EXERCISE
Every entry that follows should be repeated exactly; drop the images.

§

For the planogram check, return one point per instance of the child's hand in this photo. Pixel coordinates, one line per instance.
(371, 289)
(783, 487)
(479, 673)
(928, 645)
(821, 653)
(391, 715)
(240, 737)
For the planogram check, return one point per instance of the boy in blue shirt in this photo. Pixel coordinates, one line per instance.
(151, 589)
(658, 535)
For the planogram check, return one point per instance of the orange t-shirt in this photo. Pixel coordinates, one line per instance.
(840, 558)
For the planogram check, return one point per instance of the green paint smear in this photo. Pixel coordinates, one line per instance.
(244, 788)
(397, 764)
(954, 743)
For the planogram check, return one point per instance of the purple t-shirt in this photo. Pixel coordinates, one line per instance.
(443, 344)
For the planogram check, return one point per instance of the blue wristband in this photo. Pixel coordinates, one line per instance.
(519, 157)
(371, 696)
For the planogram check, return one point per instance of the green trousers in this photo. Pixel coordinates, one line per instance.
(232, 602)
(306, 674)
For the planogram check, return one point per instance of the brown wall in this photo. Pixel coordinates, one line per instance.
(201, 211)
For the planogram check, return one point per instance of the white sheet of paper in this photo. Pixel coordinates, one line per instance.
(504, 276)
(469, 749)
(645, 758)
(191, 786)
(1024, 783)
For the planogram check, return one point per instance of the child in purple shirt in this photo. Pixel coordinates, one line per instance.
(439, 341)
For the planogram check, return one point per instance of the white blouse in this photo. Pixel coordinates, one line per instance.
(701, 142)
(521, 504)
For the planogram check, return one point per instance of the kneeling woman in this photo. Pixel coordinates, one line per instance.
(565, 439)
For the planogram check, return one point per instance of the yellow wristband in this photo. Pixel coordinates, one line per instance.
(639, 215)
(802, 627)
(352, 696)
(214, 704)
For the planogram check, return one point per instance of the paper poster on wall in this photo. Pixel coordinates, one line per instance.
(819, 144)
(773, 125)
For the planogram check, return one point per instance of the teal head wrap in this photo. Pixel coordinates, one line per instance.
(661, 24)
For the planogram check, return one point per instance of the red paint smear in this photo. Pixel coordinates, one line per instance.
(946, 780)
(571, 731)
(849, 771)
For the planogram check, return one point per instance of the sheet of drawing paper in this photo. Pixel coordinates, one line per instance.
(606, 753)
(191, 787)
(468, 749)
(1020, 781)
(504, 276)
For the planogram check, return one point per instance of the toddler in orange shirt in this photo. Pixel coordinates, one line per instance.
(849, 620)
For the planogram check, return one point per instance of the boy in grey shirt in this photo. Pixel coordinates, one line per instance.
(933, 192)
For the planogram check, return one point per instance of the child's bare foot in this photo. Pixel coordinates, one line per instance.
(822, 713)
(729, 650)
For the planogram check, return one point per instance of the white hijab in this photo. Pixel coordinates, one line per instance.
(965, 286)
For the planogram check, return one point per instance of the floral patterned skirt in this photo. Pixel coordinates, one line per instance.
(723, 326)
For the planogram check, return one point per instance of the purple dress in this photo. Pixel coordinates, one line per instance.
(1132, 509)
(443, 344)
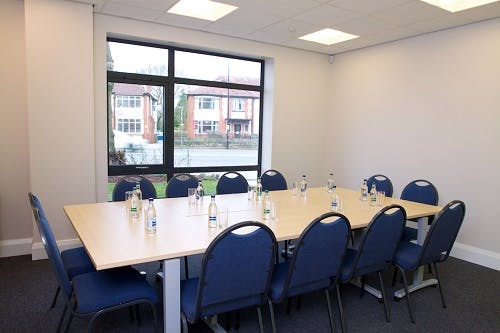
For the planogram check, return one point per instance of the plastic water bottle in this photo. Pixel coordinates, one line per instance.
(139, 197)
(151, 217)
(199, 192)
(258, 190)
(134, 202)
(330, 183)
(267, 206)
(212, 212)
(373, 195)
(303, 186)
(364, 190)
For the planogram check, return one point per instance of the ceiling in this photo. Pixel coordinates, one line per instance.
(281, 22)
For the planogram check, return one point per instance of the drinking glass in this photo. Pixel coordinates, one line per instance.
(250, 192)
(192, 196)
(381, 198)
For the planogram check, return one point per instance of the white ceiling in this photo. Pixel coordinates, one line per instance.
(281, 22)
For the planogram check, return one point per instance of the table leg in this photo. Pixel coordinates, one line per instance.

§

THE ANSWER
For the planogram check, return one point per instance of the child's hand in this photo. Pixel coordinates, one line per instance.
(371, 289)
(783, 487)
(479, 673)
(928, 645)
(821, 653)
(391, 715)
(240, 737)
For the planogram check, return one point per instance of the boy in blue shirt in this photo. Pixel coordinates, one line per instance.
(151, 589)
(658, 535)
For the planogram check, return one point per instance of the orange t-shirt in this photo. Pixel coordinates, one line per instance.
(840, 558)
For the planogram check, return one point per instance of the green paint smear in this photo. Pixel coordinates, one line per instance.
(244, 788)
(397, 764)
(954, 743)
For the planogram check, return one point per instance of the purple t-shirt in this photo. Pixel coordinates, one line per instance.
(443, 344)
For the planogram check, return one point per instance of the blue wristband in this photo. Pixel coordinates, one line per instance.
(519, 157)
(371, 696)
For the planogram check, return one point per instance of the green trousers in this photo. Pixel coordinates, one line per instance.
(232, 602)
(306, 674)
For the planogram check, return one point per instance of the brown wall in this photo. Pixel coordinates, one line per instance.
(201, 211)
For the planogram check, return one point per instance of the white sheet of paper in this photo. Pixel coordinates, one line per instance.
(504, 276)
(469, 749)
(645, 758)
(191, 786)
(1024, 783)
For the planogram check, return one point per instance of the child in purple shirt in this photo. Pixel coordinates, one line per instance.
(439, 341)
For the planogram check, return one point per instance of the white blouse in this photo. Pixel coordinates, one line per instance.
(701, 142)
(521, 504)
For the planogram check, return one point per instance of the kneeling woman in this photo. Pixel coordinates, one line per instance.
(565, 439)
For the planogram check, return one point per instance of the yellow wristband in this photo. Pixel coordinates, one line per instance.
(639, 215)
(802, 627)
(352, 696)
(214, 704)
For the planogram check, return one point per instance of the paper poster on wall in this photo. Pixel coordinates, one line per instance.
(819, 144)
(773, 125)
For the planogram check, return one point per instance of the teal head wrap in this photo. Pixel coordinates, one line per instance.
(661, 24)
For the planogram check, return one point per instance of the red paint smear in this photo. Pixel coordinates, one line per instance.
(946, 780)
(571, 731)
(849, 771)
For the planogram check, return one point per instance of the sheet of drawing paper in this photo. Pixel coordinates, one line per instance.
(606, 753)
(191, 787)
(468, 749)
(1020, 781)
(504, 276)
For the planogram check, return one point per instance of the toddler in orange shirt in this photo. Pixel coordinates, one line per instance.
(849, 620)
For the planogram check, return one point per instance of the boy in grey shirt in this photo. Pixel coordinates, one line per instance.
(933, 192)
For the planogram check, return one point per instance of the child's bare foot in this photo. Pixel coordinates, one line per instance.
(822, 713)
(729, 650)
For the planogram check, return one point per instance of the white hijab in this photo. Pixel coordinates, one line per instance.
(965, 286)
For the planogram check, return one point per instance of the floral patterned skirt in this photo. Pixel coordinates, one line per instance.
(723, 326)
For the planogram check, return one point per instance of the purple dress in this photo. Pixel coordinates, one line per instance.
(1132, 509)
(443, 344)
For the planogram check, return one point per instance of the plastic water bottle in this photo. Pixel coordinates, one line per instance.
(139, 197)
(151, 217)
(199, 192)
(258, 190)
(134, 202)
(330, 183)
(267, 206)
(212, 212)
(373, 195)
(303, 186)
(364, 190)
For the planogram check, return one point per instance of the ceiling in this photo. Pixel coordinates, one line per instance.
(281, 22)
For the planogram check, return one point per instance of the drinking glass in this photo. Pixel coordinates, one line per instance.
(250, 192)
(192, 196)
(381, 198)
For the planogram check, return one point per instance of the white ceiling in this photo. Pixel coordinates, one line per instance.
(281, 22)
For the planogram check, return one point per instance of the table leg in this photo. Pixel coordinates, one line per instance.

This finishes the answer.